UPS Builds Billions in Sales

By Robert McGarvey

If someone appraised the value of UPS’s using the process jewelers use to appraise the value of a diamond, what would they look at? They may first look at the corporate colors. While IBM’s color is blue, ADP favors red, and SAP sports a yellow logo, UPS’s corporate identity is brown. While brown is an earthy and modest color, in recent years, brown-colored diamonds have outstripped the value of clear diamonds.

Next, the appraiser would measure the weight (or carat) of the diamond. Counting the 88,000 brown vehicles and 582 brown airplanes moving more than 13.6 million packages and documents a day, UPS is fully justified in playing the role of Big Brown. UPS is the largest package delivery company in the world, and with $33.5 billion in sales it is the 42nd largest company in the U.S.

The third part of a diamond’s value is clarity. UPS runs its business on a transparent information platform that allows customers to track the movement of every package at any moment from pickup to delivery. UPS.com gets more than 115 million hits per day, including an average of 9.1 million daily online-tracking requests. It is the clarity with which UPS moves information that has quietly turned the company into a global leader of supply chain services offering an impressive range of options for synchronizing the movement of goods, information and funds.

__Data extract__:
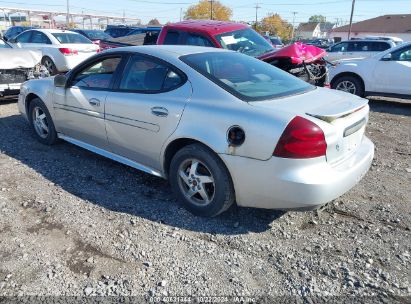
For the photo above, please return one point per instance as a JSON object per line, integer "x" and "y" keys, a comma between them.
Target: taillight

__What you will do__:
[1] Give again, word for word, the part of the UPS article starting with "If someone appraised" and going on through "of clear diamonds.".
[2] According to the UPS article, how many daily online-tracking requests does UPS.com get on average?

__Solutions by task__:
[1]
If someone appraised the value of UPS’s using the process jewelers use to appraise the value of a diamond, what would they look at? They may first look at the corporate colors. While IBM’s color is blue, ADP favors red, and SAP sports a yellow logo, UPS’s corporate identity is brown. While brown is an earthy and modest color, in recent years, brown-colored diamonds have outstripped the value of clear diamonds.

[2] An average of 9.1 million per day.